*Listed records*.
================================
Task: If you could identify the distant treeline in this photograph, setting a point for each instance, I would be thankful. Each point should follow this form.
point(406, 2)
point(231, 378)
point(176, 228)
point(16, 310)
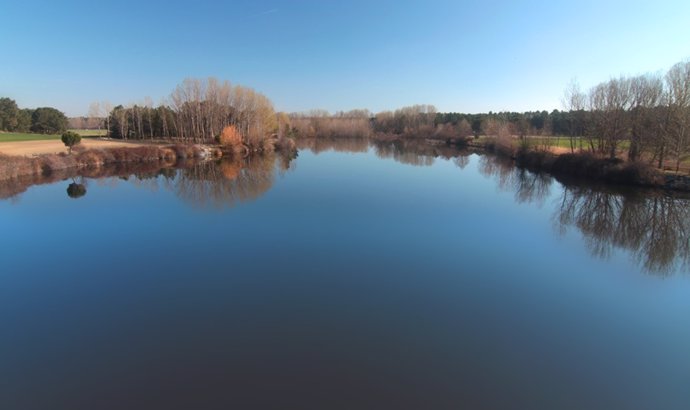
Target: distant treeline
point(647, 116)
point(425, 122)
point(43, 120)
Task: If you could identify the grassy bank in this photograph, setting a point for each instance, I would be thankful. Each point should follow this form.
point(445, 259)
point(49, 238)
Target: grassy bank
point(13, 167)
point(25, 136)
================================
*What you are asked to do*.
Transcribe the entries above verbatim, excluding any image.

*Exercise result*.
Task: If you could identify the distant treeline in this photograph, setting a point for each instance, I would be thankful. Each point should follow this form.
point(406, 2)
point(231, 378)
point(176, 228)
point(16, 310)
Target: distant treeline
point(647, 116)
point(425, 122)
point(43, 120)
Task: If you could identify the grassy bank in this photograph, setting a point for each instance, I would be thankful. Each point should follow this form.
point(445, 259)
point(49, 238)
Target: grassy bank
point(13, 167)
point(25, 136)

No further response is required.